Exercise: Update the material below so that each occurrence of "railway" reads "railroad", keeping everything else unchanged. Omit the pictures from your answer.

(A run of records)
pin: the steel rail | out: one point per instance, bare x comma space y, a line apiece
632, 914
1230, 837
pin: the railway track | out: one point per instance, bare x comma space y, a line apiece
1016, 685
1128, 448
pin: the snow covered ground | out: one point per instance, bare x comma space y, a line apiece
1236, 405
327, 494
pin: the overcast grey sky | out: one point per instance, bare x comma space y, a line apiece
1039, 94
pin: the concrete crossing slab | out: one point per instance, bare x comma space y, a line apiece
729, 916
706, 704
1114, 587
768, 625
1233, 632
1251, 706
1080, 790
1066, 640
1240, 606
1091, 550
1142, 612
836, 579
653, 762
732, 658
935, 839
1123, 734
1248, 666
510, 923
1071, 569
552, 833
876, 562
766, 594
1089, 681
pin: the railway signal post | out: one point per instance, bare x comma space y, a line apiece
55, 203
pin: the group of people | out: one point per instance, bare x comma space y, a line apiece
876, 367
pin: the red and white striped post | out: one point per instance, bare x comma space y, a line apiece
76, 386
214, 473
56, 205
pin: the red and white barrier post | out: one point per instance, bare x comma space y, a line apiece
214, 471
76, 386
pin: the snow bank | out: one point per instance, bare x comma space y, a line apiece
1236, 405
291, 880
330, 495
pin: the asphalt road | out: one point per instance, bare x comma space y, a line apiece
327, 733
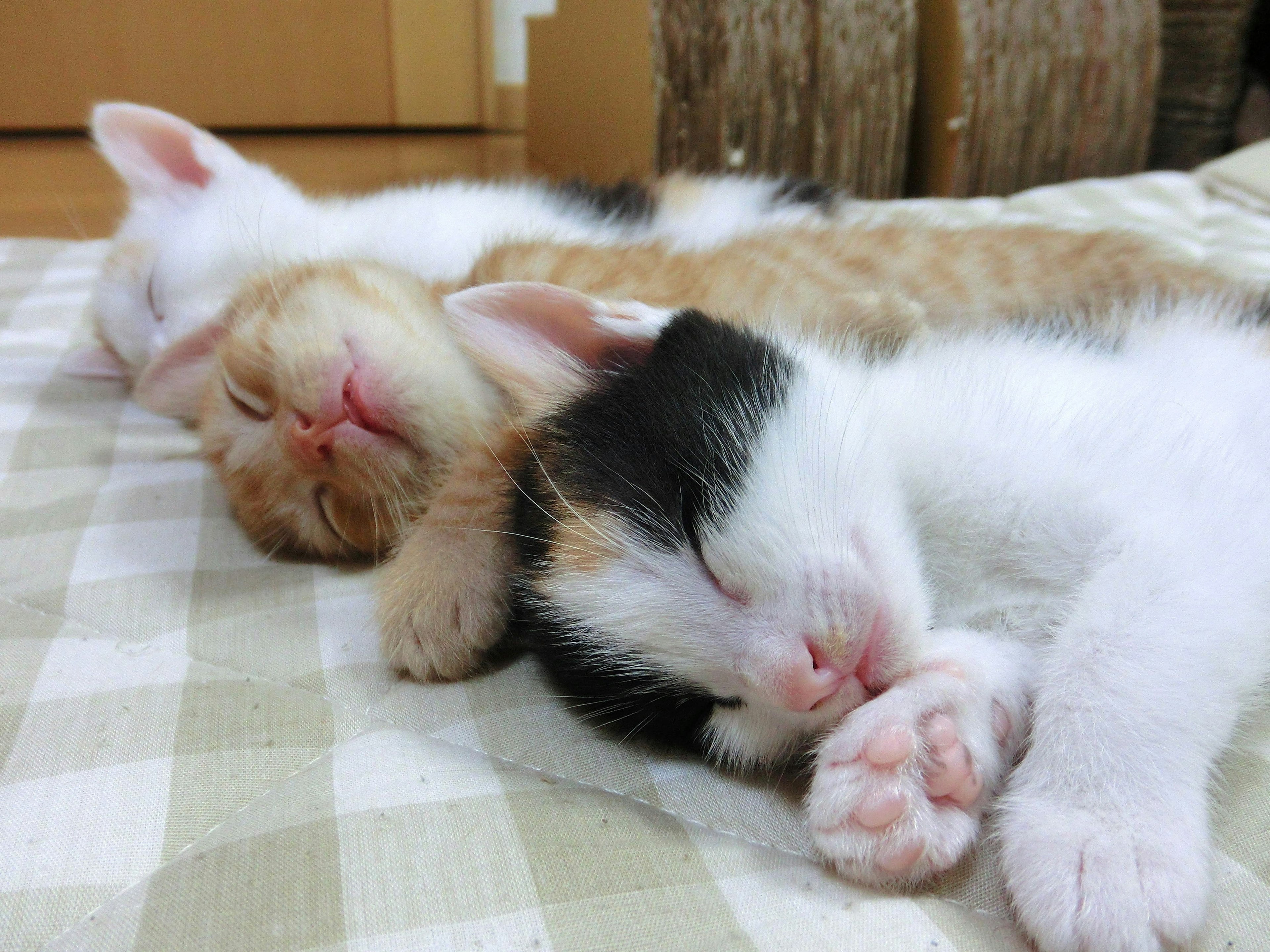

Task answer:
pin: the steel rail | out: one point per instance, bare x comma space y, a line apiece
632, 914
1230, 837
pin: the railroad track | out: one point per instance, bare x comma space y, a line apiece
1016, 685
1128, 448
pin: the snow covered ground | out: one point per instance, bare x comma space y, a line apiece
1236, 405
327, 494
pin: the overcast grey sky | out: one point per instance, bare x comma space y, a line apiece
1039, 94
pin: the concrete crossing slab | out: one point per instance, bare x comma space y, a line apiece
729, 916
706, 704
1114, 587
768, 625
1233, 632
1251, 706
1080, 790
1066, 640
1240, 606
1091, 550
1142, 612
836, 579
653, 762
732, 658
935, 839
1123, 734
1248, 666
510, 923
1071, 569
552, 833
876, 562
766, 594
1089, 681
pin: the railroad signal post | out: one point per instance, bare x comma space y, a line apiece
55, 203
pin: the group of people | out: one point per instance, bare x comma space y, a line apiece
876, 367
pin: the red and white striped post | out: one point per instance, bare x comma space y, a line apiece
76, 386
214, 473
56, 205
pin: the red and white barrier post | out: one point per instance, bare x comma space y, a line apiece
214, 471
76, 386
pin: the snow bank | out: one point per instance, bare x comma space y, a line apiece
1236, 405
291, 880
330, 495
pin: the asphalt road | out: one point per instance, bare x comma space y, a line apiece
327, 733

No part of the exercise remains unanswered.